_Exercise objective_
In the copy, include every entry exactly but none of its images.

_Data records_

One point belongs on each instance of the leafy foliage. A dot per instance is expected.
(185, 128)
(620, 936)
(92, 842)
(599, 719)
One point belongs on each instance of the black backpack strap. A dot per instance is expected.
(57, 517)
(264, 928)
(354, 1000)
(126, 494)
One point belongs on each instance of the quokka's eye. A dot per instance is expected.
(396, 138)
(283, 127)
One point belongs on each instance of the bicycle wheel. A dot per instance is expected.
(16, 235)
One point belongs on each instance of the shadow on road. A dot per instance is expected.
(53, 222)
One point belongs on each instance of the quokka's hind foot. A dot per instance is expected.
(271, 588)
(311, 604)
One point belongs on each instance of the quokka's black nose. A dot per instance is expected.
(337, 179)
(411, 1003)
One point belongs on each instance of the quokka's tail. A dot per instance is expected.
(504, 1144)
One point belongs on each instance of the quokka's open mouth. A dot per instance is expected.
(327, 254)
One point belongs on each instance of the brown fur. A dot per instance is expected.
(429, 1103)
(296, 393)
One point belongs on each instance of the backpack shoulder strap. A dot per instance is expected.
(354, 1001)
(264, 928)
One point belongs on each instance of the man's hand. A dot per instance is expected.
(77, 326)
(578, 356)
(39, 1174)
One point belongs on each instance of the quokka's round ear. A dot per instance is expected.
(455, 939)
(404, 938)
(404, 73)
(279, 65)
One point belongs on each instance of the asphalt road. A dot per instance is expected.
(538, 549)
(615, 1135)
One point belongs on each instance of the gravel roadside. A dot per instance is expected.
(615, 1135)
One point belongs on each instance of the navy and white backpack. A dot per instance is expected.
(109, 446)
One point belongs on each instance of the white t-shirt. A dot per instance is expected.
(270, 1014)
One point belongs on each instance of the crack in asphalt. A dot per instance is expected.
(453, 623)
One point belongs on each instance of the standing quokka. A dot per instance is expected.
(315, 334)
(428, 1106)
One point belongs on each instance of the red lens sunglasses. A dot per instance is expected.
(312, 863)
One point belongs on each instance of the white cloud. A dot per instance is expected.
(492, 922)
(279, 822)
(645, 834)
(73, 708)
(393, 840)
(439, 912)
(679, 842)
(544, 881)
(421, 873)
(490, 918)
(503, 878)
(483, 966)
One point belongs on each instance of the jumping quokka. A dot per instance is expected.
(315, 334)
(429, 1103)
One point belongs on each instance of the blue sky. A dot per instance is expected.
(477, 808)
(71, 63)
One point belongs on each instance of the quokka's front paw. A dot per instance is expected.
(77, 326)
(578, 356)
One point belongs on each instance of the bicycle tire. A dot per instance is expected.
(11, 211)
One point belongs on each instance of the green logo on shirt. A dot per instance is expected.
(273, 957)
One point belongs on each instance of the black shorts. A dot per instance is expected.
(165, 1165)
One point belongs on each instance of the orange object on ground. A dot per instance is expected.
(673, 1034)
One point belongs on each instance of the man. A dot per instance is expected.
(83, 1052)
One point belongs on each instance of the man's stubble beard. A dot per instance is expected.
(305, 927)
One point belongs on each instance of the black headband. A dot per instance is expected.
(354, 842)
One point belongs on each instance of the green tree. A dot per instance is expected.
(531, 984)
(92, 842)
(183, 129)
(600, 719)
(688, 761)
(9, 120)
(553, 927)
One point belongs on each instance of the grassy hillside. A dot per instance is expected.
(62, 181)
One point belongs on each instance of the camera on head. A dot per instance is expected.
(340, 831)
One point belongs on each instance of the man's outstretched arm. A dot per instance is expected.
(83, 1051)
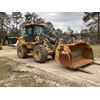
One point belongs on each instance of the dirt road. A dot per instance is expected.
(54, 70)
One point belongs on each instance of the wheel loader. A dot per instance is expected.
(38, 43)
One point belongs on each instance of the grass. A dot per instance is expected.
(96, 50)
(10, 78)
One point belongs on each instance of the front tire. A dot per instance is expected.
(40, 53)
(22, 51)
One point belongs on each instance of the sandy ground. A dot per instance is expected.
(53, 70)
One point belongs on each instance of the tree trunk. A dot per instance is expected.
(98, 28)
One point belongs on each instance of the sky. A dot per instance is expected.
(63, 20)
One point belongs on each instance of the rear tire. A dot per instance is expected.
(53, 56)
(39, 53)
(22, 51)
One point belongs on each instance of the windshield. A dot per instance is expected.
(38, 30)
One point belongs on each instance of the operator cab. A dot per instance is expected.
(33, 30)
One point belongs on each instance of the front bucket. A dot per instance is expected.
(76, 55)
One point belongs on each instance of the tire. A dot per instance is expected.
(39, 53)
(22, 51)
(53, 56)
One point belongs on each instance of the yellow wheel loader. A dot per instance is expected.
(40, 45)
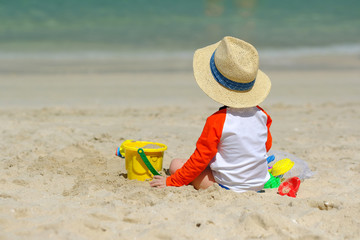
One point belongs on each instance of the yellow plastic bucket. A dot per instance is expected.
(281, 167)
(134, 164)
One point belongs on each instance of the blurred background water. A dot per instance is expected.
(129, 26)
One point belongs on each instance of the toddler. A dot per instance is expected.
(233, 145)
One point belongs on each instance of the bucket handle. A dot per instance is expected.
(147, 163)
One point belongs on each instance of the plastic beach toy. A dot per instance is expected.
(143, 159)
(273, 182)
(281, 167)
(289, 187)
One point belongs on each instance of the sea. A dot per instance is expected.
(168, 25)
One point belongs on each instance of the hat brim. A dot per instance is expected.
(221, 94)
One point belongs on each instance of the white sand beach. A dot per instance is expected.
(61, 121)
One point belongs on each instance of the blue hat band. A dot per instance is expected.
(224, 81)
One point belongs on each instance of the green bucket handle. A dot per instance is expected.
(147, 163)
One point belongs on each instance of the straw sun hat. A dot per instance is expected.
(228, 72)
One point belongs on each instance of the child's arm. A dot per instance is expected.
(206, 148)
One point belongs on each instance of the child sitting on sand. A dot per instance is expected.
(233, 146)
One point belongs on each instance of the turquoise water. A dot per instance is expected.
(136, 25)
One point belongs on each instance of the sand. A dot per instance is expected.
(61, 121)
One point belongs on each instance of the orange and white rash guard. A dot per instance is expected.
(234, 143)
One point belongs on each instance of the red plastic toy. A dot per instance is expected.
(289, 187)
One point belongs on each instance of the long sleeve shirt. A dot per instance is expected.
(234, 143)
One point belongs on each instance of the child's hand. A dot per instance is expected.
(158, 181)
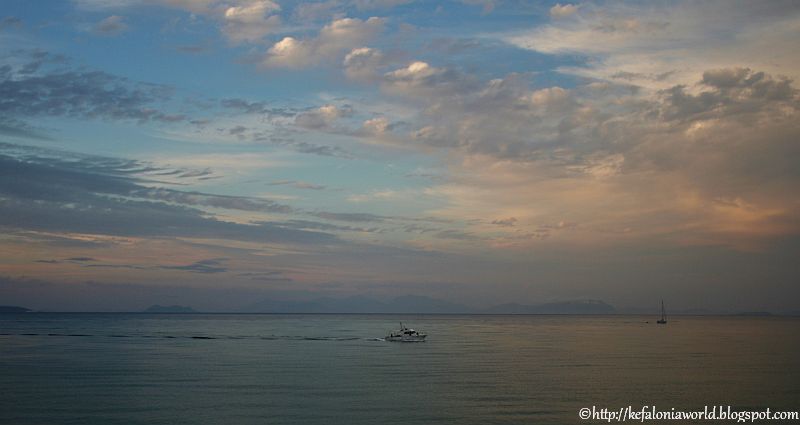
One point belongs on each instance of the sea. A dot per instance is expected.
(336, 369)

_Task solution_
One point belongs on each instance of the leafy foliage. A dot per instance is expected.
(185, 128)
(620, 936)
(92, 842)
(599, 719)
One point belongs on each instance of the black backpack strap. A dot per instance is expected.
(57, 517)
(264, 928)
(354, 1000)
(126, 494)
One point belongs on each instance of the quokka's eye. A dot per instance is expected.
(396, 138)
(283, 127)
One point belongs on each instance of the bicycle wheel. A dot per instance is expected.
(16, 235)
One point belongs on each instance of the shadow on road. A dot per instance is expected.
(53, 222)
One point belongs on each instance of the quokka's hind foot. A dot per instance is expected.
(271, 588)
(311, 604)
One point belongs on each instance of the quokka's black nose. A dot per instance is expected.
(337, 179)
(411, 1003)
One point belongs on each instance of the quokka's tail. A dot per instance is expected.
(504, 1144)
One point belongs on each instance of the quokka's open mouth. A dot per instance is expected.
(327, 254)
One point belongs on each instance of the brown fur. A dot per instance is expected.
(429, 1103)
(296, 393)
One point belongs on each instance of the backpack shoulder strap. A dot per instance is expected.
(354, 1001)
(264, 928)
One point belongs on each instance of the man's hand. A dot per instance is expected.
(77, 326)
(578, 356)
(39, 1174)
One point belongs on each instance of the quokka's round ear. A dot per instance is expected.
(455, 939)
(404, 938)
(404, 73)
(279, 65)
One point belongs on each instance of the asphalt road. A dot per instance is expected.
(538, 549)
(615, 1135)
One point belongs on each instance of the gravel roadside. A dot per instance is expected.
(615, 1135)
One point belongs on each instance of the navy and white backpack. A dot per instance is expected.
(109, 446)
One point belongs on each instance of the white t-shirt. A dot per instance is expected.
(270, 1014)
One point belongs on each instance of the crack in asphalt. A dot per instance is expected.
(453, 623)
One point belongs on each instance of the standing quokka. A dot per instance is expected.
(315, 334)
(428, 1106)
One point belongs on each instance of the red lens sunglasses. A dot per instance is expected.
(312, 863)
One point belongs on each instance of the white cloud. A dot per instance is expected.
(492, 922)
(279, 822)
(645, 834)
(73, 708)
(393, 840)
(439, 912)
(679, 842)
(544, 881)
(421, 873)
(490, 918)
(503, 878)
(483, 966)
One point belongs on each instance of the jumping quokka. A dot per instance is expected.
(315, 334)
(429, 1103)
One point belongs on each instance of the blue sky. A dot per instance is expected.
(477, 808)
(71, 63)
One point belongs on each instance of the quokka's front paw. A dot per instance is expected.
(77, 326)
(578, 356)
One point belongs on each instance of the bicycle tire. A dot per instance is expected.
(11, 211)
One point belongs on each instance of the green logo on shirt. A dot per instance is expected.
(273, 957)
One point belongs on each instance of the black shorts. A dot per instance is expected.
(165, 1165)
One point belongs on each instance of the orange object on ground. A dot per instance is expected.
(673, 1034)
One point belongs on each instance of the man. A dot per instance is expected.
(83, 1052)
One point belongs on each instance of the man's stubble beard. A dot per instance is expected.
(305, 927)
One point belongs on each instance of the black headband. A dot per instance is expected.
(354, 842)
One point belongs on each instance of the green tree. A dot per instance is expected.
(531, 984)
(92, 842)
(183, 129)
(600, 719)
(688, 761)
(9, 120)
(553, 927)
One point belongs on each instance of the grassy hillside. A dot per instance is expected.
(62, 181)
One point belongs on each instance of the camera on head. A dot per instance is expected.
(340, 831)
One point belongs on each instance of the man's outstretched arm. A dot per instance is expected.
(83, 1051)
One point belongs on each instance of the dirt road. A dot per instance is expected.
(54, 70)
One point belongs on each instance of the wheel loader. A dot per instance is expected.
(38, 43)
One point belongs on each instance of the grass. A dot per instance is expected.
(96, 50)
(10, 78)
One point belongs on each instance of the front tire. A dot per instance is expected.
(40, 53)
(22, 51)
One point belongs on each instance of the sandy ground. A dot per instance is expected.
(53, 70)
One point belongs on each instance of the tree trunk. A dot per instance is expected.
(98, 28)
One point belongs on each instance of the sky. A dot per instance is expected.
(63, 20)
One point belongs on each instance of the rear tire. A dot per instance is expected.
(53, 56)
(39, 53)
(22, 51)
One point belongs on each instance of the windshield. A dot per instance is expected.
(38, 30)
One point belongs on each instance of the operator cab. A dot per instance is expected.
(33, 30)
One point belongs on each instance of the front bucket. A dot per instance is expected.
(76, 55)
One point belongs on each instance of the tire. A dot per instance is expected.
(39, 53)
(22, 51)
(53, 56)
One point belongs on each instance of the yellow wheel loader. A dot per instance is expected.
(40, 45)
One point belongs on each instance of the yellow plastic bucket. A dot per instance is expected.
(281, 167)
(134, 164)
One point belongs on each instance of the blurred background water. A dot per instance is expected.
(129, 26)
One point belongs on each instance of the toddler. A dot per instance is expected.
(233, 145)
One point belongs on each instance of the bucket handle. A dot per instance is expected.
(147, 163)
One point belongs on each instance of the plastic beach toy. A dot per instance is expected.
(143, 159)
(273, 182)
(281, 167)
(289, 187)
One point belongs on each instance of the sea. A dot per instance is expected.
(168, 25)
One point belongs on each instance of the hat brim. A dot per instance is expected.
(221, 94)
One point belongs on each instance of the white sand beach. A dot per instance is expected.
(61, 121)
One point belongs on each instance of the blue hat band. A dot per instance is expected.
(224, 81)
One point belongs on each instance of the green bucket handle. A dot per instance is expected.
(147, 163)
One point belongs on each instance of the straw sun hat. A dot per instance is expected.
(228, 72)
One point belongs on each instance of the child's arm. A dot per instance is expected.
(206, 148)
One point belongs on each instance of the child sitting on sand. A dot per instance is expected.
(233, 146)
One point belongs on each instance of the turquoise water. A dot per instance is expected.
(136, 25)
One point belongs on each instance of the sand. A dot per instance is expected.
(61, 121)
One point belongs on each instance of the orange and white rash guard. A dot per instance is expected.
(234, 143)
One point belongs on each instance of the red plastic toy. A dot per instance is expected.
(289, 187)
One point belongs on each instance of the long sleeve shirt. A dot per instance is expected.
(234, 143)
One point belongs on each instance of the child's hand. A dot per instance is expected.
(158, 181)
One point belongs on each instance of the sea. A dot per instance is expected.
(336, 369)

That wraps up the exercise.